▶ **Work required**: Can you retype the part of the passage about the contraception coverage bill that opens with the words containing "Though the bill" and closes with "to have sex."?
*** Excerpted passage ***
While Obamacare requires private health insurance plans to cover all costs for contraception, whether and how it is covered under Medicaid is determined by individual states. The majority of states do cover it (though not necessarily at no-cost to enrollees), but 21 states still prohibit Medicaid programs from covering contraception. Boxer et al.'s bill would require state Medicaid programs to cover 100 percent of birth control costs for all female enrollees, and this is beig pushed as the cornerstone of the legislation. However, there are a lot of other funding promises tucked within. The bill would also

  • Require hospitals to provide any woman seeking care after a sexual assault with information about emergency contraception and the medication itself if so desired (a move sure to go over poorly with religious hospitals). The federal government would pick up the tab for this medication in all instances, even if the victim had private insurance that would cover the medication. 
  • Fund campus-based programs on sexual assault prevention
  • Fund emergency contraception on college campuses
  • Require the Department of Health and Human Services to conduct a study every five years on abortion access across the U.S. and state laws regarding abortion and family planning
  • Fund training for nurse practitioners who specialize in women's healthcare 
  • Require state Medicaid programs to cover breast pumps and "breastfeeding support services" 
  • Provide more federal funding for clinics and health centers addressing family planning services
  • Require all states to start "maternal mortality review committees" and report on the findings 
  • Launch a public awareness campaign to inform women about access to mammograms, immunizations, "domestic violence screening," and other services
  • Create a database for women to report insurers trying to charge them for birth control 

Though the bill has little chance of passing a GOP-dominated Congress, you can see why it holds political appeal for Democrats. It's easy to portray opposition to the bill as opposition to women's health and to rape victims, or as a play to "drag women back to the last century." And at least some Republicans are likely to take the bait, playing up arguments about how taxpayers shouldn't have to pay for anybody else to have sex.
*** Dataset ***
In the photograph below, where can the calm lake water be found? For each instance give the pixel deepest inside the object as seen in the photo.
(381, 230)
***
*** Dataset ***
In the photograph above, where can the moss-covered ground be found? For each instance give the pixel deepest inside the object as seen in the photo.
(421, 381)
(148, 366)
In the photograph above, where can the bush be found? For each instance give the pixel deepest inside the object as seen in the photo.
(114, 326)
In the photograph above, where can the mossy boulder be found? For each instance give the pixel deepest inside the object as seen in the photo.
***
▶ **Response to this exercise**:
Though the bill has little chance of passing a GOP-dominated Congress, you can see why it holds political appeal for Democrats. It's easy to portray opposition to the bill as opposition to women's health and to rape victims, or as a play to "drag women back to the last century." And at least some Republicans are likely to take the bait, playing up arguments about how taxpayers shouldn't have to pay for anybody else to have sex.